- Opening Delimiter -
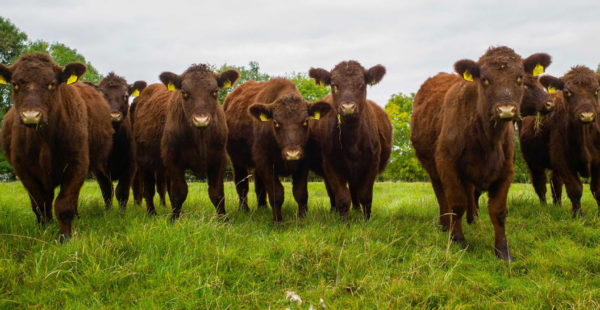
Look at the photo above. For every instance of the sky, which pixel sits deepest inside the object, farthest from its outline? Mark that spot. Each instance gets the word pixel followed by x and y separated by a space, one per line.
pixel 412 39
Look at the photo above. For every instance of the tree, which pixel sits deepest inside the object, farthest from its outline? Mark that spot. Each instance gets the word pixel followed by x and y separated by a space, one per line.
pixel 63 55
pixel 403 163
pixel 12 44
pixel 307 87
pixel 252 72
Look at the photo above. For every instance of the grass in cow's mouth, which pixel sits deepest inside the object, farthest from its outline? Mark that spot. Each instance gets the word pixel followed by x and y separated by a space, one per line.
pixel 399 259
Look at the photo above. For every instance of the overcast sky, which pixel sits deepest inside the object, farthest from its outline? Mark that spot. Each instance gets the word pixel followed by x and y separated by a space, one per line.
pixel 413 39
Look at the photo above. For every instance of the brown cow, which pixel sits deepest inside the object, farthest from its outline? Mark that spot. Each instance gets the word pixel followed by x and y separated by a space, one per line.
pixel 121 162
pixel 54 134
pixel 465 141
pixel 137 184
pixel 268 129
pixel 355 142
pixel 185 127
pixel 567 141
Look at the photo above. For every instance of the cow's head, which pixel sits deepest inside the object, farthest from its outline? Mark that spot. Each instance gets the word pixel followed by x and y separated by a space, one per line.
pixel 35 79
pixel 535 98
pixel 348 81
pixel 580 87
pixel 289 116
pixel 116 91
pixel 499 74
pixel 197 90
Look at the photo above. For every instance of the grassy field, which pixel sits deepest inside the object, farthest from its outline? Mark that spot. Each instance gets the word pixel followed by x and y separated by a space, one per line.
pixel 398 259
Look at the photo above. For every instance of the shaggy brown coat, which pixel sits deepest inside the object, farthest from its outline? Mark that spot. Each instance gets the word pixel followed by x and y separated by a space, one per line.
pixel 121 162
pixel 567 140
pixel 268 129
pixel 353 144
pixel 465 141
pixel 54 134
pixel 183 129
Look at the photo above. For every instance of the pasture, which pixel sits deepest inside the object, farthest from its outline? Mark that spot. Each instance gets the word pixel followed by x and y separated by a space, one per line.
pixel 399 259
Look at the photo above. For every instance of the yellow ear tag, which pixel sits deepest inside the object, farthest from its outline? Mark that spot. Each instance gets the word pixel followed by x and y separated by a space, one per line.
pixel 539 69
pixel 467 76
pixel 72 79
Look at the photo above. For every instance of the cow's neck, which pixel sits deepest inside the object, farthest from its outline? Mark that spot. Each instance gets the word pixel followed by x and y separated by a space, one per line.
pixel 492 130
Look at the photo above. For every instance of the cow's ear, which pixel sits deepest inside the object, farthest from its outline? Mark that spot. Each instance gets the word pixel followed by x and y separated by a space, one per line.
pixel 536 64
pixel 71 73
pixel 261 112
pixel 227 78
pixel 467 68
pixel 171 80
pixel 318 109
pixel 5 74
pixel 374 74
pixel 322 77
pixel 136 88
pixel 552 84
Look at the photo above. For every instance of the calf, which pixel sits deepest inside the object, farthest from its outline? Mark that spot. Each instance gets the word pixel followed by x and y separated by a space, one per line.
pixel 54 134
pixel 268 129
pixel 463 135
pixel 567 141
pixel 121 162
pixel 354 143
pixel 184 125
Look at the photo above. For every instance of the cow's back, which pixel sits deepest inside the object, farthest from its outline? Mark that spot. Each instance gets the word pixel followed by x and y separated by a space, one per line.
pixel 385 132
pixel 7 124
pixel 426 120
pixel 149 122
pixel 99 127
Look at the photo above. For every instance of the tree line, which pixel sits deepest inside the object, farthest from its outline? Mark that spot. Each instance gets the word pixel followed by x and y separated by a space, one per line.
pixel 403 163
- Closing Delimiter -
### What is needed
The copy you give must repeat each record character for character, but it must not include the pictures.

### Your solution
Look at the photo above. For every instance of the sky, which pixel sits deepest inside the object, farthest from its outline? Mark that spot. Each instance gets the word pixel followed by x and y separated by a space, one per line.
pixel 412 39
Look at the photo above. For every instance of the tree, which pixel sits deepest inside the object, farthest from its outline? Mark that spot. Each instance gets the word pixel followed by x and y separated by a space, one per line.
pixel 63 55
pixel 403 163
pixel 12 44
pixel 307 87
pixel 252 72
Look at the photo above. For every instance of the grass in cow's mouth, which pixel sits deepest inside the object, farthest from its outline? Mark that spot. Each instance gets the word pixel followed by x and y separated by a space, one per line.
pixel 399 259
Look at the photo above. For every instance of the overcast sky, which pixel sits deepest inside the object, farthest from its outline? Mark that spot. Each instance gets the word pixel followed by x and y separated by a space, one per line.
pixel 413 39
Look at the photo above. For every instance of the brown cow, which pixel sits deepest inside the object, farthest from its outline? Mark that spot. Each instance gets the word pixel followed by x and y separated by a space, one per line.
pixel 121 162
pixel 54 134
pixel 465 141
pixel 137 184
pixel 268 129
pixel 355 142
pixel 185 127
pixel 567 141
Look at the photo above. For every instance of the cow's head, which pixel sits deepest inside the object, farthest from its outline? Mark that spot. Each instance gets the word pixel followed by x and y separated by a space, one per line.
pixel 35 79
pixel 535 98
pixel 348 81
pixel 580 87
pixel 289 116
pixel 116 91
pixel 499 74
pixel 197 90
Look at the photo above. For every instance of the grassy field, which pixel sits deepest inside the object, farthest from its outline? Mark that spot. Each instance gets the word pixel followed by x and y separated by a space, one per line.
pixel 398 259
Look at the photo above. For every instance of the shaggy brown coat, which pixel sits deepest inside the object, farthest from its outline? Mark that spot. Each instance gets the word pixel followed by x and y separated by a space, one per line.
pixel 121 162
pixel 567 140
pixel 268 129
pixel 353 144
pixel 465 141
pixel 54 134
pixel 183 129
Look at the photo above. For every instance of the pasture, which pixel sits deepest inside the object, farthest from its outline? Mark that spot. Each instance gets the word pixel followed by x and y separated by a space, one per line.
pixel 399 259
Look at the photo above. For every instance of the yellow ear tag, which pixel sits deepest inside the object, farthest from its outline? Mark that spot. Each instance gets the word pixel followed by x and y separated by a space, one per line.
pixel 539 69
pixel 467 76
pixel 72 79
Look at the photo above. For every instance of the cow's neck, which pixel sits deepest inside the object, farthest from its outline? Mark that spot. Each instance gets the word pixel followed by x and y separated by a space, one per line.
pixel 492 130
Look at the photo above. For every instance of the cow's ear, which pixel sits deepest inside the object, farthest from its outline? Mark that spot. Each instance gets the word pixel followed by x and y separated by a space, one per line.
pixel 536 64
pixel 71 73
pixel 261 112
pixel 227 78
pixel 467 68
pixel 171 80
pixel 318 109
pixel 5 74
pixel 374 74
pixel 322 77
pixel 136 88
pixel 552 84
Look at the photo above. For every instance of the calf, which pixel sits deepest inside the object, farthest from its outline? Mark that spot. Each instance gets the word pixel followed by x and y separated by a space, one per line.
pixel 54 134
pixel 268 129
pixel 463 135
pixel 567 141
pixel 121 162
pixel 354 143
pixel 184 125
Look at the photo above. For every instance of the cow's back, which pixel sits deepest inside the object, farthest from its outline? Mark that spot. Each instance gets the word pixel followed by x and y separated by a space, one per line.
pixel 385 132
pixel 7 124
pixel 426 120
pixel 149 122
pixel 99 127
Look at the photo above. For every instance of the tree line, which pixel sits deepest inside the object, farthest from its outline? Mark that spot. Each instance gets the word pixel followed by x and y separated by a space, one per line.
pixel 403 163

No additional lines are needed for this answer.